(WHAT TO DO): Reproduce the passage from the Paducah Northside Historic District description below word for word, from "As described fully" to "district's formative years.".

## start EXCERPTED TEXT

The built environment of the Paducah Northside Historic District consists chiefly of domestic architecture, typically 1 or 1-1/2 stories in height, generally of wood frame construction, resting on stone, brick, or early concrete block foundations; some foundations are parged. Typical of most neighborhoods, many of the district's wood frame houses have been clad in non-historic material, including aluminum and vinyl siding, along with historic asbestos shingle finishes. However, the original siding is presumed to remain beneath. A small number of brick-finished houses are in the district, with typical exterior surfaces of common-bond brick. The Property Value Administrator (PVA) identified many of these as "brick veneer" although this cannot be confirmed. A minimal number of houses of concrete block are present. Both the gable and hipped roof forms are equally favored throughout the district, including conventional hipped roofs and pyramidal roofs, along with gable-end-oriented roofs, side-gable roofs, and intersecting gable roofs. Hipped and pyramidal roofs are often penetrated by dormers as are the characteristic side-gable roofs on Craftsman-style Bungalows. A small number of gambrel roofs are present on houses suggestive of the Dutch Colonial Revival style. Roofs are finished in asphalt shingles and standing-seam metal. Many houses retain original front and back porches, both hip-roofed and shed-roofed. Some front porches have been enclosed to create additional interior living space. Interior and gable-end exterior chimneys are on most of the district's houses; some penetrate the slopes of hipped roofs and some original chimneys have been removed in the course of re-roofing or as part of the retrofitting of heating systems. Windows throughout the Paducah Northside Historic District are typically flat-topped, often 1/1, set within modest surrounds. In a few limited cases, fenestration patterns have been modified in the course of window replacement or siding changes. However, these changes fail to diminish the district's otherwise high degree of integrity.
As described fully in Section 8, this has always been a working-class neighborhood. The vast majority of the houses in this district are vernacular in character, interpreting that often-misunderstood term as it is defined in Ward Bucher's Dictionary of Building Preservation: "a building built without being designed by an architect or someone with similar formal training, often based on traditional or regional forms."3 The majority of the houses in the district are modestly-scaled and ornamented front or side-gable roofed cottages, among which are interspersed a series of examples of Craftsman style. Some repetitive house types are evident in the district, suggestive of healthy speculative building during the district's formative years.
Several churches are found within the district. These are typically of brick construction, gable-roofed, with fenestration of religious art glass of varying complexity.

## end EXCERPTED TEXT
## start DATASET EXTRACT

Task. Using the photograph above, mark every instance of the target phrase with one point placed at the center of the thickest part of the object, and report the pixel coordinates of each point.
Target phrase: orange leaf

## end DATASET EXTRACT

(EXPECTED OUTPUT):
As described fully in Section 8, this has always been a working-class neighborhood. The vast majority of the houses in this district are vernacular in character, interpreting that often-misunderstood term as it is defined in Ward Bucher's Dictionary of Building Preservation: "a building built without being designed by an architect or someone with similar formal training, often based on traditional or regional forms."3 The majority of the houses in the district are modestly-scaled and ornamented front or side-gable roofed cottages, among which are interspersed a series of examples of Craftsman style. Some repetitive house types are evident in the district, suggestive of healthy speculative building during the district's formative years.